*** Document excerpt Section Begins ***
If smart autocomplete is only used as a typeahead feature, it can be tempting to allow the match only from the beginning of a suggestion phrase, like matching “shoe rack” for “shoe”, but not “women shoes”, but this simplistic approach should not be used. Users increasingly use the search bar for interactive suggestions, which can be accommodated by smart autocomplete:
As a starting point, a “bag of words” approach is recommended. Both the query and suggestion phrase tokens are handled irrespective of their order.
This approach is good enough for the majority of cases, but can be improved using advanced ranking techniques discussed in the next section.
The most obvious approach is to rank suggested phrases by the number of search events, which works fairly well. There are, however, a few issues which must be addressed to improve it’s base behaviour:
The “bag of words” matching model works reasonably well, but it has issues in some particular cases
Middle tokens of a of multi-token named entity might be erroneously ranked too high. For example, “deck” is more likely to indicate an interest in “deck furniture”, even if “black & decker” is more popular.
As another example, “for” more likely indicates interest in “formal dresses”, even if “dress for women” is more popular.
It is possible to match such multi-word phrases where other semantics exists for a different order of the same words. For example, “dress shi” is more likely to indicate an interest in “dress shirt”, even if “shirt dress” is more popular.
Resolution of such issues may require advanced techniques such as the Learn-to-rank approach or entity tagger, used to tag entity phrases. These entity phrases can then have rank prioritized based on word placement within the phrase. These concepts are beyond the scope of this blog post, and may be discussed in a future blog post.
There are other ranking techniques that can make smart autocomplete ranking more accurate.
Geographic segmentation, or considering the users geographic location can improve ranking results. A user in Florida typing “snow” is more likely to be interested in “snow cone” than “snow blower”.
Taking into account the user’s location on the website, can affect phrase ranking. For example, a user typing in “Calvin Klein” while in the menswear section. is more likely to be interested in Calvin Klein shirts, rather than Calvin Klein skincare.
*** Document excerpt Section Ends ***
*** Supplied data Section Begins ***
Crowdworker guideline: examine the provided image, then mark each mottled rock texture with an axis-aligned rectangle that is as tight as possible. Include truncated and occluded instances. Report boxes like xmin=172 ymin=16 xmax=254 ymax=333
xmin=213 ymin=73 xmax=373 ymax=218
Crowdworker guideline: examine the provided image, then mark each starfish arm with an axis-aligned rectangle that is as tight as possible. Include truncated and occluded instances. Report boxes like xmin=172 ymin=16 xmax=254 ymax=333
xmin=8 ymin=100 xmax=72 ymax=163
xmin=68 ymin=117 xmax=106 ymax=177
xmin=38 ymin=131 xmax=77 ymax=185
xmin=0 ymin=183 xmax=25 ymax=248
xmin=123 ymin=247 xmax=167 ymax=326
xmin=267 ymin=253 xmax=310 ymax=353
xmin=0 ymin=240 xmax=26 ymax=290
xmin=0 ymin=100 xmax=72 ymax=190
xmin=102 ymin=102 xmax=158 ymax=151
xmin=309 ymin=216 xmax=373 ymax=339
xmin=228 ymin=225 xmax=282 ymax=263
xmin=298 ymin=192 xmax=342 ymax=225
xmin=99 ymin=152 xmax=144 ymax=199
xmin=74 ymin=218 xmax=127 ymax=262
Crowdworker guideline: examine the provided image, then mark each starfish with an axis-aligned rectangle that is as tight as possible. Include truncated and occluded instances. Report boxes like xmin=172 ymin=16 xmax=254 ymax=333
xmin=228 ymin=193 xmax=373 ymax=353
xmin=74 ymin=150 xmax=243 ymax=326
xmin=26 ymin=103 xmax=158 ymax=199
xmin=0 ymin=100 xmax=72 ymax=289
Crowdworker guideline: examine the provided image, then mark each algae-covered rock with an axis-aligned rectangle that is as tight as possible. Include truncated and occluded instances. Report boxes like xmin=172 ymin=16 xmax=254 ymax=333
*** Supplied data Section Ends ***
Print the stretch of the smart autocomplete excerpt from "If smart autocomplete" through "of their order.", word for word. The rows stand apart from the text and are independent material.

If smart autocomplete is only used as a typeahead feature, it can be tempting to allow the match only from the beginning of a suggestion phrase, like matching “shoe rack” for “shoe”, but not “women shoes”, but this simplistic approach should not be used. Users increasingly use the search bar for interactive suggestions, which can be accommodated by smart autocomplete:
As a starting point, a “bag of words” approach is recommended. Both the query and suggestion phrase tokens are handled irrespective of their order.